[Entries taken from a collection]

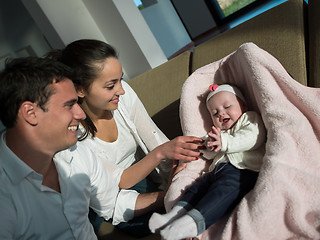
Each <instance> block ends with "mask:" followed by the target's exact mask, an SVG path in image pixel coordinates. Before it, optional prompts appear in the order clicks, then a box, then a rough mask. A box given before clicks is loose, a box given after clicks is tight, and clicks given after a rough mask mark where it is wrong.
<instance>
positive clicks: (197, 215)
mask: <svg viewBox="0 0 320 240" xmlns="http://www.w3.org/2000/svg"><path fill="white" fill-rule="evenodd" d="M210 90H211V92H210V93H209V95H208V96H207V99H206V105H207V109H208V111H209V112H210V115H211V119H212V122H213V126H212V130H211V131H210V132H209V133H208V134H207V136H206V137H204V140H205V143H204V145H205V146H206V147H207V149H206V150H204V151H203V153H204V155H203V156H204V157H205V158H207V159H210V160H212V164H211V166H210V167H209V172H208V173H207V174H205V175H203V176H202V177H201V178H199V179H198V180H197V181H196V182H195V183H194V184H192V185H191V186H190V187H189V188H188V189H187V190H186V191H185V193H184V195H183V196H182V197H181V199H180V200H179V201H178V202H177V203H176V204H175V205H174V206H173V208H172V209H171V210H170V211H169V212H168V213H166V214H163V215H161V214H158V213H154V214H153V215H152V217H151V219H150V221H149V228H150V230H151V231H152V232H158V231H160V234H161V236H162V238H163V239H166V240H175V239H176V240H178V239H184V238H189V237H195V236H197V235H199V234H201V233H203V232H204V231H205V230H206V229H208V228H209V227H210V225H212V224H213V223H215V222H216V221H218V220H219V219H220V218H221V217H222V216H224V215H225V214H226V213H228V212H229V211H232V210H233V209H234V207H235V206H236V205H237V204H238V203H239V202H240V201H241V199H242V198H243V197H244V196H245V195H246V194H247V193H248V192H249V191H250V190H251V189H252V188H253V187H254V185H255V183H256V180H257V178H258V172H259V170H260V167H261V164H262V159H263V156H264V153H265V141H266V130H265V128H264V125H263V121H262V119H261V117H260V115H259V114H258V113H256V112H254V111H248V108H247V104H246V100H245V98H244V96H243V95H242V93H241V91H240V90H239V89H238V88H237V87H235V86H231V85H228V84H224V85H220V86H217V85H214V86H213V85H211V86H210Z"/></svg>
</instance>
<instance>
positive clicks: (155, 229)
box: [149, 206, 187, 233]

> [WORK TASK]
Turn the lines from the start of the data through the line holding "positive clicks: (197, 215)", inclusive, into a numbered list, skipping blank lines and leaving out the pictures.

> [ANSWER TO THIS PROBLEM]
1. Each <instance> block ends with "mask:" followed by the target's exact mask, an SVG path in image pixel coordinates. Before it, optional prompts appear in the order clicks, then a box, then a rough mask. A box given before clicks is loose, a box given after clicks is tight, and clicks given after a rough mask mark where it is wrong.
2. <instance>
3. positive clicks: (197, 215)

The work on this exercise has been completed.